▸ **CHALLENGE 1**
Count the lines in the listing that contain the string "potted", matching case, and give only that number.

We'd like to use the same mathematics to describe particle interactions in a laboratory, which assuredly does not satisfy the above conditions. And indeed this works. However the price you pay for this, is that the distinction between real and virtual can be made arbitrarily small. So while it's true that the virtual particles don't have a state in this picture, NEITHER DO THE REAL 'realworld' particles.
 
  • #84
Haelfix said:
Virtual particles do not have a state. They do not even have energy-time uncertainty relationships full stop, period. At the level of the mathematics, this is completely unambigous.
It's good that we agree on this.

Haelfix said:
The problem is the model we use of the real world is not isomorphic to the above model, it is an approximation. The above model describes an idealized world where you measure particles off at infinity (and it makes certain assumptions about clustering, the asymptotic boundary conditions must be specified, and strictly speaking is only valid for nonabelian gauge fields, and really requires a lattice cutoff as well as perfect physically impossible detectors etc etc).

[A run of records]
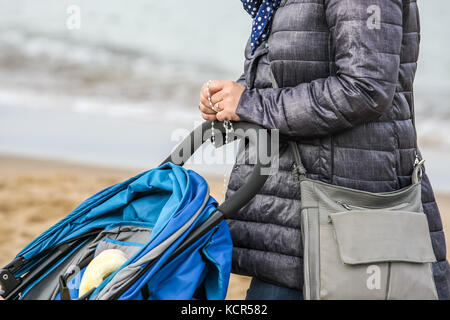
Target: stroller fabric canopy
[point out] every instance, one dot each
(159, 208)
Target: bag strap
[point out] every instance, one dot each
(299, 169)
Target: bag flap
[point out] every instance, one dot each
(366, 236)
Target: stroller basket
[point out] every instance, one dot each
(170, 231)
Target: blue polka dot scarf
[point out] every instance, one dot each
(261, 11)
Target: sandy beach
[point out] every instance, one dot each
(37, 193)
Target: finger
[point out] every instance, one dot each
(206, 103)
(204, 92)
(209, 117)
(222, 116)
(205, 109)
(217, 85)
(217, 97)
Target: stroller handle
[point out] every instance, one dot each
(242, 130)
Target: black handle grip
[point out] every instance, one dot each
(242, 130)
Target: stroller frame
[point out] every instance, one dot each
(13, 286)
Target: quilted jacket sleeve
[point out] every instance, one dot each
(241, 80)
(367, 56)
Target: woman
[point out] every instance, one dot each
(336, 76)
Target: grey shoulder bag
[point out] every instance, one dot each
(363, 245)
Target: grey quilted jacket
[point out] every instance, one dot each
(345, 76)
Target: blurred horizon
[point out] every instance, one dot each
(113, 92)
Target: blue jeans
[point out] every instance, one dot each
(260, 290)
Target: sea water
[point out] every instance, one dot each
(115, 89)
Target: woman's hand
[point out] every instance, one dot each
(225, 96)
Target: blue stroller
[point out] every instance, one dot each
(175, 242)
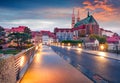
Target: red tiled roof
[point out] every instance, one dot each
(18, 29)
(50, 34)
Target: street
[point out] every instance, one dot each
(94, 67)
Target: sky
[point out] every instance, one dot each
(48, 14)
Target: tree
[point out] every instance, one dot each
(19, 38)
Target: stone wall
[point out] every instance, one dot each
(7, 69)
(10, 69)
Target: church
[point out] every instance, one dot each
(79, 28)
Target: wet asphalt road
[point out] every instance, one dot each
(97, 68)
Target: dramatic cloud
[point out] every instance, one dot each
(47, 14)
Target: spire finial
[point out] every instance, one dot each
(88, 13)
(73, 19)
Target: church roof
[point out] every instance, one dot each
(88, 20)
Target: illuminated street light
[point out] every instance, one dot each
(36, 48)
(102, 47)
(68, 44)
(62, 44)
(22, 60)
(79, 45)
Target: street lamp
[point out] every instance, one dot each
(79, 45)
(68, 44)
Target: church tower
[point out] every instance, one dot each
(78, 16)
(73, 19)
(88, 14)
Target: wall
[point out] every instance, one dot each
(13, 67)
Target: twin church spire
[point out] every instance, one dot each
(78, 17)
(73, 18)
* * *
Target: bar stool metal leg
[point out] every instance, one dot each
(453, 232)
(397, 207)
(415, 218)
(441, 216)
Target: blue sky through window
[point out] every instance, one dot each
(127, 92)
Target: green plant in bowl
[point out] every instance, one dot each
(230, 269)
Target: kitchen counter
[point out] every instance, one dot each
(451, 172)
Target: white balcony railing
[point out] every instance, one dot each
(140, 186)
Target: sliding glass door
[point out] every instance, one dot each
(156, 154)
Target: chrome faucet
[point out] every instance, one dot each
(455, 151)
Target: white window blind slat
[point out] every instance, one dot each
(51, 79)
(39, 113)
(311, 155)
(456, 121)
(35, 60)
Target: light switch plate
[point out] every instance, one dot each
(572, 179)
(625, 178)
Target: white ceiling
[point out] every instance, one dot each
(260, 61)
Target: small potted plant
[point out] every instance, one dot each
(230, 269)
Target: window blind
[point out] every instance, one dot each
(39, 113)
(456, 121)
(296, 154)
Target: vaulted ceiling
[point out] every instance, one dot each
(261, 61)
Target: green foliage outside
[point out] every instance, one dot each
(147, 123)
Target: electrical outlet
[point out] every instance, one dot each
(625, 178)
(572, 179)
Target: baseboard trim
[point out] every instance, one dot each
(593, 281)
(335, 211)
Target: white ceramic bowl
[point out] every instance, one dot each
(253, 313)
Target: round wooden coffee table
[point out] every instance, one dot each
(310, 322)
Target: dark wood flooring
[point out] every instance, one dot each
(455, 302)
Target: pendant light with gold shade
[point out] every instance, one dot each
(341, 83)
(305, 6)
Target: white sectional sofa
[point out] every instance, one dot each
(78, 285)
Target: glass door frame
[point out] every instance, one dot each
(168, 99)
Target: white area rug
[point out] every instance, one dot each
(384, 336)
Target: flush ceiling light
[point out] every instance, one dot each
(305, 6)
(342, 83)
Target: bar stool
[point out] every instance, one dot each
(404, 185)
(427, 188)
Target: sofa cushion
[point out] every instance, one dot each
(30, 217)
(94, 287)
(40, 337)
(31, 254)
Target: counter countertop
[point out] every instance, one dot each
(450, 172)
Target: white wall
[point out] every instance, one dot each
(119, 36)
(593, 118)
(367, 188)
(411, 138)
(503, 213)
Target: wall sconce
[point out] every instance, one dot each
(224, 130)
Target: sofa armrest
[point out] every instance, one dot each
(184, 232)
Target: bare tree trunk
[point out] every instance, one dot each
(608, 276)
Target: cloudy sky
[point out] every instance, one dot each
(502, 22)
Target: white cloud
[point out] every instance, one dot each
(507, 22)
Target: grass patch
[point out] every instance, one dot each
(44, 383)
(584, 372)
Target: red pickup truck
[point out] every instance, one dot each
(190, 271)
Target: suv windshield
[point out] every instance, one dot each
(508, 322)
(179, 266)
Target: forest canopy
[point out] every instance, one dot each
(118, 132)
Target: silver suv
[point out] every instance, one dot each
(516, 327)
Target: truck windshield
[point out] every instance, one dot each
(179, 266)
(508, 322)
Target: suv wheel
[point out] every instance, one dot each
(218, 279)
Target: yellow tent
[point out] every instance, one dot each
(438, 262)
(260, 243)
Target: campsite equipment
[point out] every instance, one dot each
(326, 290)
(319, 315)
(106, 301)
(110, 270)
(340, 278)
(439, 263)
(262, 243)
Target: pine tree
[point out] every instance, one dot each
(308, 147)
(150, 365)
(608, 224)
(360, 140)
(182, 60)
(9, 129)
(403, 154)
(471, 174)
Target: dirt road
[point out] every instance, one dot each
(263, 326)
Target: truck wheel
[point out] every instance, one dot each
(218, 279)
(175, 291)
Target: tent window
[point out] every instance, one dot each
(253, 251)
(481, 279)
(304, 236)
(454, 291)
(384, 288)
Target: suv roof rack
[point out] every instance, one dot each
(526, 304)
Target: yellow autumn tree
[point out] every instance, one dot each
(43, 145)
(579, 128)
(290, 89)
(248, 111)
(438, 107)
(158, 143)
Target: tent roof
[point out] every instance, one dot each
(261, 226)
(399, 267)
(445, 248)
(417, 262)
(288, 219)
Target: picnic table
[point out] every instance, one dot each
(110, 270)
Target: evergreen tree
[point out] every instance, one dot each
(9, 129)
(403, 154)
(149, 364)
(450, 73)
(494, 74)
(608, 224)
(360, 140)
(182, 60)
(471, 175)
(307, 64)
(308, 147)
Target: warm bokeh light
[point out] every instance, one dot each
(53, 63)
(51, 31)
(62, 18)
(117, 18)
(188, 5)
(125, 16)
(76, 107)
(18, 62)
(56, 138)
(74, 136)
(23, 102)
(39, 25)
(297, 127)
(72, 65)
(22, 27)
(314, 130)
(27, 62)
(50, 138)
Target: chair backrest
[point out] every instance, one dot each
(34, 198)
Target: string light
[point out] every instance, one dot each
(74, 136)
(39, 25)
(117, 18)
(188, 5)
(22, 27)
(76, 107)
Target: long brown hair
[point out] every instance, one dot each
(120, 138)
...
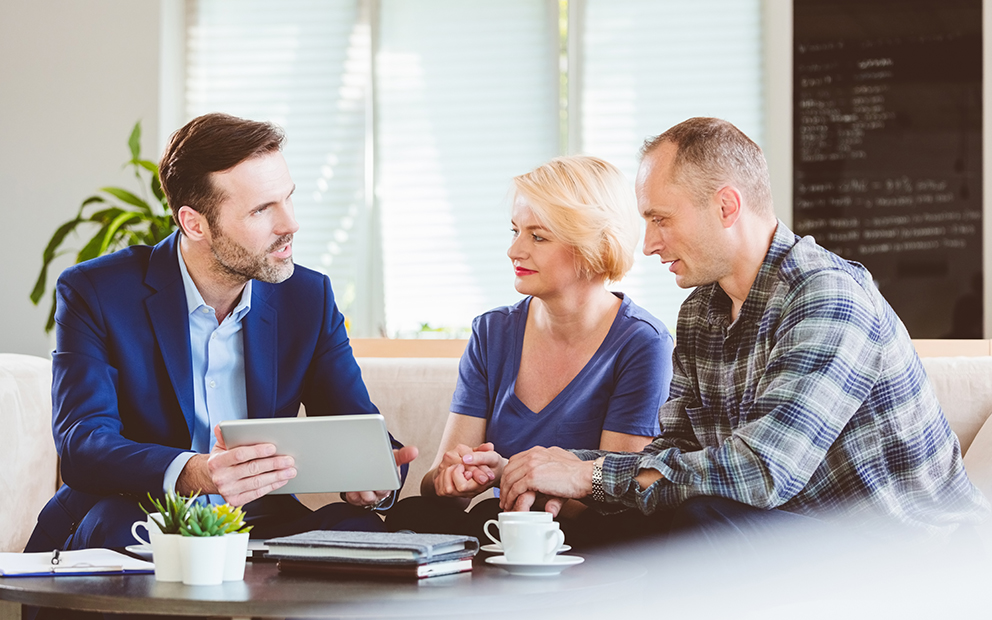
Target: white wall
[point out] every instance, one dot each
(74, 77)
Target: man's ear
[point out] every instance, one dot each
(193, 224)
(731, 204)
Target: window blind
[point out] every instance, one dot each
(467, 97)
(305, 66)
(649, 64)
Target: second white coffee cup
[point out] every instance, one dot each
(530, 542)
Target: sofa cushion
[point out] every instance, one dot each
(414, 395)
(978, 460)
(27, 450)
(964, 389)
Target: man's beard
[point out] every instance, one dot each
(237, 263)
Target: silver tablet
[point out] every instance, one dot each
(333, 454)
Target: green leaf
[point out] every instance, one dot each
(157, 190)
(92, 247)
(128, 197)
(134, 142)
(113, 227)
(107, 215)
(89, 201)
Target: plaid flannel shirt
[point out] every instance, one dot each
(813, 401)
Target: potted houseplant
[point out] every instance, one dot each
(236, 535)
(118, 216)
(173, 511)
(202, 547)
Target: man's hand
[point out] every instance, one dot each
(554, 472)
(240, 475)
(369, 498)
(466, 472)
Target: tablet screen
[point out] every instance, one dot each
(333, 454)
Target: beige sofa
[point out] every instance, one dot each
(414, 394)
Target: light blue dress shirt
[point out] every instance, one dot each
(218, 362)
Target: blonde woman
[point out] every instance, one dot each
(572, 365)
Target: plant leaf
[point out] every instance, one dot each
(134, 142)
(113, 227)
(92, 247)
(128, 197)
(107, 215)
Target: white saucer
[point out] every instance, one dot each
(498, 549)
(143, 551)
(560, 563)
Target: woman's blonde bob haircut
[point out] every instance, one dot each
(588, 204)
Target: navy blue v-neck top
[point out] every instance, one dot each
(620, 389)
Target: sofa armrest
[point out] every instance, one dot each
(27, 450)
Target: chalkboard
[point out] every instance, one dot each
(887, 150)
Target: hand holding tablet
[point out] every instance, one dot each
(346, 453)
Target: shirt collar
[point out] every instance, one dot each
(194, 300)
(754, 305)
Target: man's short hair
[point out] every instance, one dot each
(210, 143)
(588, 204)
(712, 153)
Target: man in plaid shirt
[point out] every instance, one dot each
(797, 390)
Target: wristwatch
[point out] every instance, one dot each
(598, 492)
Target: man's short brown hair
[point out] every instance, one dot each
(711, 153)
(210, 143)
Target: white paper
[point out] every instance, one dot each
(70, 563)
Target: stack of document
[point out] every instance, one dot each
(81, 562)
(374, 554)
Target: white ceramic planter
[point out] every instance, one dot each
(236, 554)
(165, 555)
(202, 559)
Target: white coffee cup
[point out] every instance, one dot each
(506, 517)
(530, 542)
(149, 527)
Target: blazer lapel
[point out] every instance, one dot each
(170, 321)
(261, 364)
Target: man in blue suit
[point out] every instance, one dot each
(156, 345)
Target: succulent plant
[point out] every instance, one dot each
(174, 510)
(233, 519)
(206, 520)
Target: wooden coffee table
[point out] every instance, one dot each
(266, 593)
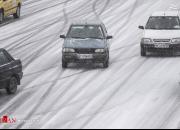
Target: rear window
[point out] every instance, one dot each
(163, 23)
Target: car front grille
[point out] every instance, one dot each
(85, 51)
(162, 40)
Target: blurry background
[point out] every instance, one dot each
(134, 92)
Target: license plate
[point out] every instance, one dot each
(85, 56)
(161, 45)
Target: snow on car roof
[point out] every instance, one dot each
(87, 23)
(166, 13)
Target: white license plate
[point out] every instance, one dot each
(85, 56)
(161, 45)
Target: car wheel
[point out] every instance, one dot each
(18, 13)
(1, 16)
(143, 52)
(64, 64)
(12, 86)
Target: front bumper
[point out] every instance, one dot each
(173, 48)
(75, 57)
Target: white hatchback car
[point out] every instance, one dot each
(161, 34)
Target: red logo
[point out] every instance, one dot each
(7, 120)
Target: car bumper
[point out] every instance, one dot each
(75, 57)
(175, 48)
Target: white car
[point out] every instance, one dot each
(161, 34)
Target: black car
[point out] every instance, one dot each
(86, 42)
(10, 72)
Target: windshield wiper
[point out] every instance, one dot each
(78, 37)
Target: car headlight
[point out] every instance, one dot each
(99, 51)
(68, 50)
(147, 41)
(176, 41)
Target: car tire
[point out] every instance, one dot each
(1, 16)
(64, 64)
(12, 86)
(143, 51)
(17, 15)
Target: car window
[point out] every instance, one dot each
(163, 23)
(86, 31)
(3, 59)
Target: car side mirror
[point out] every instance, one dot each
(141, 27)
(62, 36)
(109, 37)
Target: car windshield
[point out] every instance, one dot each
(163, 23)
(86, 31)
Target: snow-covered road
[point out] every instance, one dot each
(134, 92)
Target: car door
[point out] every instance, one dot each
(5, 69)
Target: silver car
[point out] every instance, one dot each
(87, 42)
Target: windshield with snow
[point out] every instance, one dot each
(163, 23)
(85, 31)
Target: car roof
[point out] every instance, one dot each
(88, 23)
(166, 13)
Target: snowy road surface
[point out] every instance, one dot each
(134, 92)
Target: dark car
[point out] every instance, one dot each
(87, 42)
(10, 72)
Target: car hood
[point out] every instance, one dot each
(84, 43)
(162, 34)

▸ **CHALLENGE 2**
Could you repeat the entire passage on virtual particles verbatim?

▸ **FINAL ANSWER 1**
2

▸ **FINAL ANSWER 2**
We'd like to use the same mathematics to describe particle interactions in a laboratory, which assuredly does not satisfy the above conditions. And indeed this works. However the price you pay for this, is that the distinction between real and virtual can be made arbitrarily small. So while it's true that the virtual particles don't have a state in this picture, NEITHER DO THE REAL 'realworld' particles.
 
  • #84
Haelfix said:
Virtual particles do not have a state. They do not even have energy-time uncertainty relationships full stop, period. At the level of the mathematics, this is completely unambigous.
It's good that we agree on this.

Haelfix said:
The problem is the model we use of the real world is not isomorphic to the above model, it is an approximation. The above model describes an idealized world where you measure particles off at infinity (and it makes certain assumptions about clustering, the asymptotic boundary conditions must be specified, and strictly speaking is only valid for nonabelian gauge fields, and really requires a lattice cutoff as well as perfect physically impossible detectors etc etc).